Fragmento proporcionado:
El principio de tolerancia. 13

El principio de tolerancia. 13.

(Condiciones de la tolerancia. C. Precisión. Cont.)

 

Sí. Y se trata del principal problema de las democracias actuales, y lo que posiblemente, si no se ataja, va a causar su fin.

Era frecuente a principios de los años ochenta, cuando España todavía buscaba claves y caminos para terminar de construir una convivencia democrática, complicadísima dada su historia, que pensadores, autoridades y políticos europeos indudablemente democráticos se asombraran al conocer que el Estado español toleraba y legalizaba incluso los grupos de respaldo ideológico, y en ocasiones algo más que solamente ideológico, de los grupos terroristas, por aquel entonces varios, diferentes y hasta enfrentados entre sí. Eran inevitables y numerosas las discusiones, y los más inexpertos españoles, y como tales algo más fundamentalistas, argumentaban siempre que democracia era o tolerancia para todos o no era. Los demócratas ya veteranos europeos no salían de su asombro. Eso era un problema tanto de asimetría (que ya vamos viendo que no hay problema de tolerancia que no la incluya) como, muy en particular en estos casos, de precisión.

Extracto de datos:
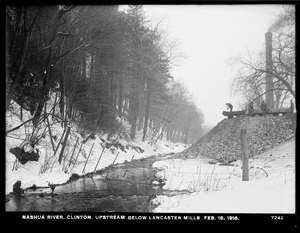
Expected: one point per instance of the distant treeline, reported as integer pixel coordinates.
(101, 67)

Detalles del ejercicio:
Transcribe literalmente el tramo del texto sobre el principio de tolerancia que comienza en las palabras «El principio de tolerancia. 13.». Detente justo después de «causar su fin.».

Respuesta completa:
El principio de tolerancia. 13.

(Condiciones de la tolerancia. C. Precisión. Cont.)

 

Sí. Y se trata del principal problema de las democracias actuales, y lo que posiblemente, si no se ataja, va a causar su fin.